#### Reading text
[Start of section]

The Ninth Circuit Is A Finalist For 'Most Clueless' Ruling of the Year
Once the U.S. Court of Appeals for the Ninth Circuit, based in San Francisco, was considered a model court. What happened? A decision to admit men to female-only spas shows how far it has fallen.

A three judge panel of the U.S. Court of Appeals for the Ninth Circuit this week dropped the towel on gender lines in all-female nude spas.
Two all-female spas filed a federal lawsuit in Washington after the state’s Human Rights Commission (HRC) threatened to prosecute them for refusing to grant admission to men.
The traditional services offered by the spas require the women and girls as young as 13 to be nude. The men are described as “preoperative transgender women” who retain their male genitalia. (Incidentally, the vast majority of men who “identify” as women never undergo sex reassignment surgery.)
The HRC said the spas must admit men and the female attendants must provide full-body massages to them.
The spas argued that Washington was requiring them to “renounce” their Christian faith, which does not permit the mixing of nude persons of opposite sex who are not married to one another.
The spas said the HRC policy violates their First Amendment rights to free speech and free exercise of religion or association.
A three-judge panel of the U.S. Court of Appeals for the Ninth Circuit on Thursday in a 2-1 ruling dismissed the Korean spas’ lawsuit, with prejudice (meaning it cannot be refiled in respond to the majority’s objections).
In favor were Judges M. Margaret McKeown, 74, a supposed women’s rights advocate, and Ronald M. Gould, 79, a demonstrated trans rights advocate, both appointed by former Democratic President Bill Clinton.

[End of section]

Stored data entries:
[Start of section]

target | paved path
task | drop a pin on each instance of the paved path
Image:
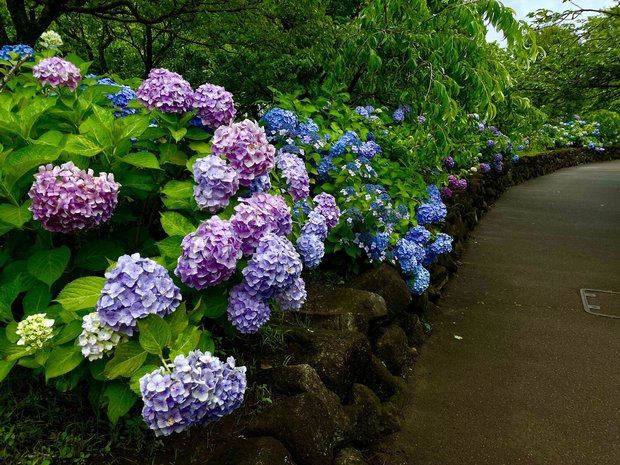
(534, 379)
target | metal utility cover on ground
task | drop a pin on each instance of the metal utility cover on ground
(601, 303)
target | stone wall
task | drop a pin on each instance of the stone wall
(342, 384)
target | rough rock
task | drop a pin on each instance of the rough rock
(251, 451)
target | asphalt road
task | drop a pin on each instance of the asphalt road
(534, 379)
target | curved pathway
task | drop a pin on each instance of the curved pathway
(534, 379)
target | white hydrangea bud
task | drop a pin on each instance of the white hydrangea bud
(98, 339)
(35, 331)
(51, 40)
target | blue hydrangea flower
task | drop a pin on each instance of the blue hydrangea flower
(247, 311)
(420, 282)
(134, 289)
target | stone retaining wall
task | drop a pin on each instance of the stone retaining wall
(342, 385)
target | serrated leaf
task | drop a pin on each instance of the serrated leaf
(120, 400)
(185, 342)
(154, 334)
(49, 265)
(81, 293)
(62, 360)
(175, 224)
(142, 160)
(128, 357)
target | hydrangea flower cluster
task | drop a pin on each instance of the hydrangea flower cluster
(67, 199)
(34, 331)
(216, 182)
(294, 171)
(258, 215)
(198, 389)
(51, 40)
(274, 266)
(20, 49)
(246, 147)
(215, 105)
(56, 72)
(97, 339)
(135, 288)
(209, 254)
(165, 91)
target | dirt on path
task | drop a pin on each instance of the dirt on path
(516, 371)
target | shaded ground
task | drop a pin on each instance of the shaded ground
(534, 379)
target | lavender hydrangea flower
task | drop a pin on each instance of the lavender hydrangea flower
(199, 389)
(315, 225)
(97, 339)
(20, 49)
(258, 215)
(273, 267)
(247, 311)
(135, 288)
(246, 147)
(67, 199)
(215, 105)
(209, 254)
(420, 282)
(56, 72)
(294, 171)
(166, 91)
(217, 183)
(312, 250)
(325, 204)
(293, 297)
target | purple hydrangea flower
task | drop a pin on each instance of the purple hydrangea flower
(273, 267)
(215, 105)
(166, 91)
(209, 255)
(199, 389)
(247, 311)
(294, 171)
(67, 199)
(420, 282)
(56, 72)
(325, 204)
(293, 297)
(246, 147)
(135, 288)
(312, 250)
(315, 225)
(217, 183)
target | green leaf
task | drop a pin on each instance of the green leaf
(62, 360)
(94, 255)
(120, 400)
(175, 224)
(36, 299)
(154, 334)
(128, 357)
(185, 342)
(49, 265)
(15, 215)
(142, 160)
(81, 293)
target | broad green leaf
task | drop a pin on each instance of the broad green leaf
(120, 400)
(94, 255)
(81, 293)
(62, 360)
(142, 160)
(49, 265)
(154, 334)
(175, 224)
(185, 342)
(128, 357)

[End of section]

#### Exercise instructions
[a] Using the article on the Ninth Circuit spa ruling, decide whether each statement agrees with it, answering yes or no and quoting the words that settle it: (i) The panel's ruling was unanimous. (ii) Two all-female spas filed a federal lawsuit in Washington. (iii) The lawsuit was dismissed without prejudice.
[b] List every person named in the article on the Ninth Circuit spa ruling.

#### Solutions in order
[a]
(i) No: "in a 2-1 ruling"
(ii) Yes: "Two all-female spas filed a federal lawsuit in Washington"
(iii) No: "dismissed the Korean spas’ lawsuit, with prejudice"

[b]
M. Margaret McKeown
Ronald M. Gould
Bill Clinton